== WHAT NEEDS TO BE DONE ==
List every channel that the yaml file in the conda environment excerpt below declares.

== SELECTED EXCERPT ==
With `conda env` and `yaml` files you can configure complex environments. You can include `pip` packages (another Python package manager), `R` packages, `C` libraries, Unix command line softwares.

In [6]:
!cat workshop-test-3.yaml

# Example of a complex yaml file for conda env
name: workshop-test-complex # the name of the virtual env
channels:
  - mamba
  - conda-forge
  - bioconda
dependencies:
  - git # Unix software
  - r-base # R
  - jq
  - bcftools # bioinformatic software
  - vcftools # bioinformatic software
  - samtools # bioinformatic software
  - htslib # bioinformatic library
  - blas
  - cyvcf2
  - gsl # GNU scientific library in C
  - openssl>1.0 # Unix software
  - pip # pip package manager
  - python=3.8
  - pip: # install with pip - not in conda or dependencies for github installs
    - cython
    - msprime
    - numba
    - numpy
    - scikit-learn
    - pandas
    - "--editable=git+https://github.com/popgenmethods/ldpop.git#egg=ldpop" # Install directly from github
    - tskit
    - "--editable=git+https://github.com/popgenmethods/pyrho.git#egg=pyrho" # Install directly from github


### Advanced. Create your own conda recipe

You may have a new package you want to publish, or the package you need is not in a `conda` forge, cannot be installed or require some bugfixes or new features you want to implement.

== MATERIAL ==
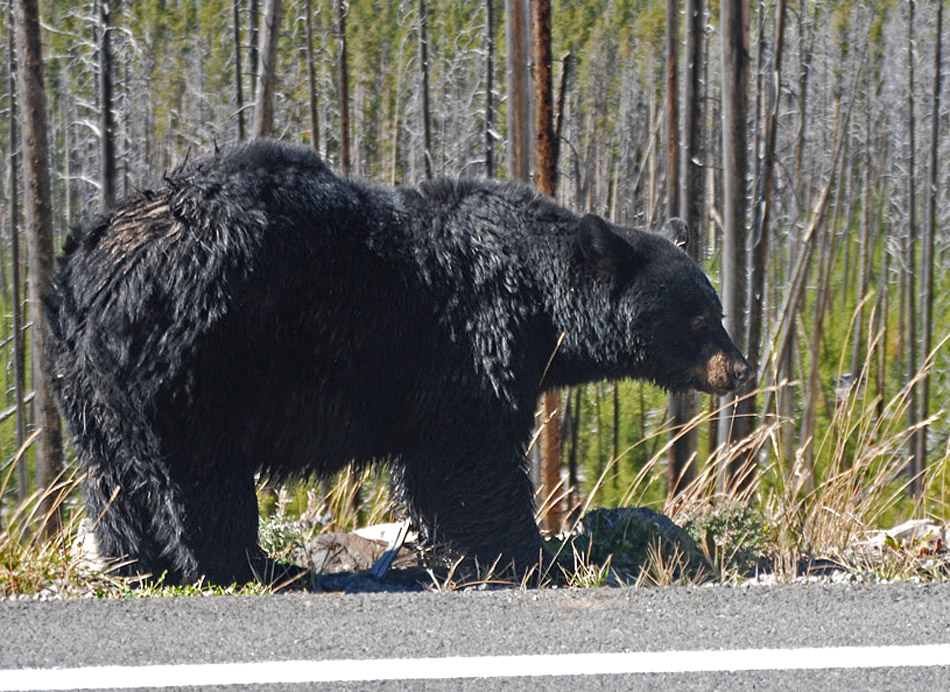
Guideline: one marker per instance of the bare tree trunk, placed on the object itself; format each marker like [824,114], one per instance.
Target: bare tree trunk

== TASK ANSWER ==
mamba, conda-forge, bioconda